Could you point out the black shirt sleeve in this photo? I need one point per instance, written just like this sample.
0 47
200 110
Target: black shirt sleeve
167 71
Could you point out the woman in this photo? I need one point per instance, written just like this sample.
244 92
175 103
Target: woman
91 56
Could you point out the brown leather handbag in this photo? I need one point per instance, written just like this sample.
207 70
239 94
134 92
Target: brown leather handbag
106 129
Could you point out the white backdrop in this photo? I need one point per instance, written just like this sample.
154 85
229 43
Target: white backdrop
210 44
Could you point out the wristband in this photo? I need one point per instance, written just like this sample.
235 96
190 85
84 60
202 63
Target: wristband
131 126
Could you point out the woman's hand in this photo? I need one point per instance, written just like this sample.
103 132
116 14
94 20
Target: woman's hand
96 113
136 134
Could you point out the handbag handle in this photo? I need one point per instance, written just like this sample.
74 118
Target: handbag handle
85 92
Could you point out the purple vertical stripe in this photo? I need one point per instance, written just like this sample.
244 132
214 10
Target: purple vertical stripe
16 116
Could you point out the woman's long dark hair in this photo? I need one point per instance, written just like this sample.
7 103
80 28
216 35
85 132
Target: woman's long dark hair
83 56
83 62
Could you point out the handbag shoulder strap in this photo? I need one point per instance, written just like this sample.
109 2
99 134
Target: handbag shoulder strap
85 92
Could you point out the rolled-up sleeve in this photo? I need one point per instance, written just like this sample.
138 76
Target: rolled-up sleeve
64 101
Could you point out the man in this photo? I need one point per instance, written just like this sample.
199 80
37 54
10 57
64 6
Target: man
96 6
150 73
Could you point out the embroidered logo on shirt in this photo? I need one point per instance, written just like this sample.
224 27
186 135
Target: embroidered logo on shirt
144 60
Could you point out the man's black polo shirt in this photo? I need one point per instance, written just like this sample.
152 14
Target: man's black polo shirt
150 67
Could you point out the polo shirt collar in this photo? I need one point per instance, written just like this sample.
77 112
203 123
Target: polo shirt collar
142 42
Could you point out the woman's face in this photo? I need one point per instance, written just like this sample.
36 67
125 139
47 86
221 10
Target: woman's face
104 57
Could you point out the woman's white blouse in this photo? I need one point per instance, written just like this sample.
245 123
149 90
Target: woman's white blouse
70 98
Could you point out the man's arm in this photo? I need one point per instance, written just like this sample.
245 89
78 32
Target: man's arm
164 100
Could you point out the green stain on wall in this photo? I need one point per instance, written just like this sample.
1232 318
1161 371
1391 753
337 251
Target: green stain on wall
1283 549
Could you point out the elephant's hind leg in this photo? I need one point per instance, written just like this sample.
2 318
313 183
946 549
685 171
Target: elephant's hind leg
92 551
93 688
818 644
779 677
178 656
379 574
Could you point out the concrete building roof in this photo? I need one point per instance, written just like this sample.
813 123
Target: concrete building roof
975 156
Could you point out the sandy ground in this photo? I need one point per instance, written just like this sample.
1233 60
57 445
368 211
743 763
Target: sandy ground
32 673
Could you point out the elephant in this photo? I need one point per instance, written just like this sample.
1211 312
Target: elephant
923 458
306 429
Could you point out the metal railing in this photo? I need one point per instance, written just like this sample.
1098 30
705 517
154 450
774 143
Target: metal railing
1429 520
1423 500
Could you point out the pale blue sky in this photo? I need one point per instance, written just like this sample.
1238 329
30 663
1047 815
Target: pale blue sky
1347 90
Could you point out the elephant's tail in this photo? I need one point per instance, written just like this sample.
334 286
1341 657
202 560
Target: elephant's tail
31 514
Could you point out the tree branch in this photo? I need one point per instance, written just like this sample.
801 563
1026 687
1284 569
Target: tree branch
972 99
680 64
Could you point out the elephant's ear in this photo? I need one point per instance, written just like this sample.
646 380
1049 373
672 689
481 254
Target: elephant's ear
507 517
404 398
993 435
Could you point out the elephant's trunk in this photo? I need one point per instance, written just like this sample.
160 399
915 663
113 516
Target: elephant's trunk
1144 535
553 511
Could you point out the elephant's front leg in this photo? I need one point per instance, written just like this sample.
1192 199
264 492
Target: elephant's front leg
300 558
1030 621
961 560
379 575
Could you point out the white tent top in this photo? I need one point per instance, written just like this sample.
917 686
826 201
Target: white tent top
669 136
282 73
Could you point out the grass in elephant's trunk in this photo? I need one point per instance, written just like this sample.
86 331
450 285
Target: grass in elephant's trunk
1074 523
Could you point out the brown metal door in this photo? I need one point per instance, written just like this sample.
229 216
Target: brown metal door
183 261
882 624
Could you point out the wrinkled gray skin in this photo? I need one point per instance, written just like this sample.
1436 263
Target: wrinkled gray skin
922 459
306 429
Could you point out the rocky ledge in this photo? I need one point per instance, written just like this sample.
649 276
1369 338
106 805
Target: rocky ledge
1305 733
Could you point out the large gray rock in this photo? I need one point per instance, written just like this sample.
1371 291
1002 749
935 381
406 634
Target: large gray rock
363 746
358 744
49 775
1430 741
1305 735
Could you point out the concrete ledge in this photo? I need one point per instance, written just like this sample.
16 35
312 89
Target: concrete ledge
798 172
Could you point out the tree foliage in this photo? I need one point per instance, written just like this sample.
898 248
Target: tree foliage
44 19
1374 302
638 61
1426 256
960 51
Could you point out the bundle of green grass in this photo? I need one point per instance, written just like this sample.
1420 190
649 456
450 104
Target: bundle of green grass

----------------

What is expected ->
Recast all of the material above as a numbered list, one line per item, with blank lines omitted.

Reply to the task ->
1. Could you point out the black shirt sleeve in this photo? I need one point per instance, written just like this sample.
2. 0 47
3. 200 110
4. Target: black shirt sleeve
5. 167 71
6. Could you point out the woman in this photo? I need one point per instance, written just like this sample.
7. 244 92
8. 175 103
9. Target: woman
10. 91 56
11. Could you point out the brown leather handbag in this photo? I need one point per instance, written just like this sample.
12. 207 70
13. 239 94
14. 134 92
15. Target: brown leather handbag
16. 106 129
17. Could you point out the white backdrop in this photo? I need one point per instance, written just like this sample.
18. 154 85
19. 229 43
20. Target: white backdrop
21. 210 44
22. Could you point out the wristband in this photo? I need one point per instance, written just like this sample.
23. 235 96
24. 190 85
25. 84 60
26. 202 63
27. Target: wristband
28. 131 126
29. Could you point out the woman's hand in this photo? I need one point per instance, written just like this sample.
30. 103 132
31. 116 14
32. 94 20
33. Target: woman's hand
34. 96 113
35. 136 134
36. Could you point out the handbag handle in this photo? I need one point per instance, written just like this sample.
37. 74 118
38. Target: handbag handle
39. 85 92
40. Could you point out the purple vertical stripe in this photo? I need one point per instance, written just like this sample.
41. 244 132
42. 214 10
43. Target: purple vertical stripe
44. 16 116
45. Could you point out the woman's long dark hair in this photo? I need one point per instance, written just like this sample.
46. 7 103
47. 80 28
48. 216 35
49. 85 132
50. Target: woman's long dark hair
51. 83 56
52. 83 62
53. Could you point out the handbag shoulder strap in this photo? I need one point per instance, written just like this sample.
54. 109 2
55. 99 134
56. Target: handbag shoulder strap
57. 85 92
58. Could you point out the rolled-up sleeve in this photo? I need one point per instance, written just like this sample.
59. 138 76
60. Target: rolled-up sleeve
61. 64 101
62. Could you point out the man in this photo? I need one point per instance, written just like this sample.
63. 199 80
64. 37 54
65. 10 57
66. 64 6
67. Target: man
68. 96 6
69. 150 73
70. Could you point out the embroidered logo on shirt in this photo? I need one point per instance, written just like this sample.
71. 224 27
72. 186 135
73. Target: embroidered logo on shirt
74. 144 60
75. Could you point out the man's black polo shirt in this photo? I need one point per instance, written just like this sample.
76. 152 14
77. Target: man's black polo shirt
78. 150 67
79. Could you point out the polo shirt collar in this photo? I need one point per instance, written just like this sample.
80. 77 112
81. 203 123
82. Target: polo shirt collar
83. 142 42
84. Could you point out the woman's face in this photo? I need one point per instance, written just like this sample.
85. 36 67
86. 125 139
87. 47 86
88. 221 10
89. Target: woman's face
90. 104 57
91. Could you point out the woman's white blouse in this photo? I need one point per instance, written just like this sample.
92. 245 123
93. 149 90
94. Target: woman's white blouse
95. 70 98
96. Could you point out the man's arm in this photo? I need one point per instance, written just like this sample.
97. 245 89
98. 78 32
99. Target: man's arm
100. 164 100
101. Could you point out the green stain on wall in this photo? I need one point per instance, written just like this sample.
102. 1232 318
103. 1161 371
104. 1391 753
105. 337 251
106. Target: green stain on wall
107. 1283 549
108. Could you point out the elephant's hind leg in this photo? I need one point per instance, written just like this sample.
109. 2 318
110. 313 183
111. 946 549
112. 685 171
113. Target: elephant's hind leg
114. 92 551
115. 93 688
116. 818 644
117. 779 677
118. 178 656
119. 379 574
120. Could you point out the concrete building roof in this photo? I need one point per instance, written just like this sample.
121. 813 123
122. Target: concrete building roof
123. 975 156
124. Could you point out the sandy ground in this photo? I need one point per instance, written just like this sample.
125. 1233 60
126. 57 445
127. 368 211
128. 743 763
129. Target: sandy ground
130. 32 673
131. Could you point out the elephant in this photo? I need one point per instance, written just like this sample.
132. 1211 312
133. Target: elephant
134. 923 458
135. 306 429
136. Could you point out the metal railing in this photo? I need one point per instance, written just like this sample.
137. 1098 30
138. 705 517
139. 154 450
140. 774 143
141. Target: metal railing
142. 1429 520
143. 1423 500
144. Could you point out the pale blue sky in this photo? I need one point per instance, written just like this sample.
145. 1238 329
146. 30 663
147. 1047 815
148. Target: pale blue sky
149. 1347 90
150. Could you point out the elephant's tail in this photo? I need one point per instance, written just like this sample.
151. 334 286
152. 1341 657
153. 202 560
154. Target: elephant's tail
155. 31 514
156. Could you point out the tree branch in this photo? I need one point per instance, written just like this sample.
157. 801 563
158. 1026 687
159. 1284 569
160. Target: tree branch
161. 972 99
162. 680 64
163. Could you point out the elephant's ear in this photo? I need one point per instance, written just like this sample.
164. 646 380
165. 1049 373
166. 672 689
167. 481 254
168. Target: elephant's ear
169. 507 517
170. 404 398
171. 993 435
172. Could you point out the elephant's trunk in this photo? I need one point per instance, written just like this sample.
173. 160 399
174. 915 663
175. 113 516
176. Target: elephant's trunk
177. 1144 535
178. 553 511
179. Could you point out the elephant's front leg in this photo? I need one point per instance, written just like this sample.
180. 1192 199
181. 264 492
182. Target: elephant's front leg
183. 300 558
184. 1030 621
185. 961 560
186. 379 575
187. Could you point out the white tent top in this photo? I need one point per instance, written just like this sample.
188. 917 686
189. 826 201
190. Target: white tent top
191. 669 136
192. 282 73
193. Could you point out the grass in elephant's trunk in this photo? I need one point per instance, written just like this sample.
194. 86 331
195. 450 285
196. Target: grass in elephant's trunk
197. 1074 523
198. Could you point out the brown metal door in this photo? I need one point per instance, written just like this sample.
199. 229 216
200. Target: brown metal door
201. 183 261
202. 882 624
203. Could you point out the wrinkled gray skin in this photo? I need one point per instance, written just like this sample.
204. 1436 263
205. Target: wrinkled gray skin
206. 922 459
207. 306 429
208. Could you point out the rocky ledge in this photo? I need one point per instance, written just like this sample.
209. 649 276
210. 1369 338
211. 106 805
212. Target: rocky ledge
213. 1305 733
214. Could you point out the large gray rock in this photo? I need one point per instance, written just like this sample.
215. 1371 291
216. 1002 749
217. 935 381
218. 406 634
219. Target: large gray rock
220. 363 746
221. 358 744
222. 49 775
223. 1430 741
224. 1305 735
225. Could you point out the concrete ledge in this photo? I need one point per instance, written just like this sample.
226. 16 35
227. 312 89
228. Target: concrete ledge
229. 798 172
230. Could you point out the tree foliage in this photo? I need one point per instance, written just like this sample.
231. 898 248
232. Target: tree foliage
233. 44 19
234. 1374 302
235. 638 61
236. 1426 256
237. 960 51
238. Could you point out the bundle of green grass in this photo? I need one point per instance, written just like this sample.
239. 1420 190
240. 649 456
241. 450 104
242. Target: bundle of green grass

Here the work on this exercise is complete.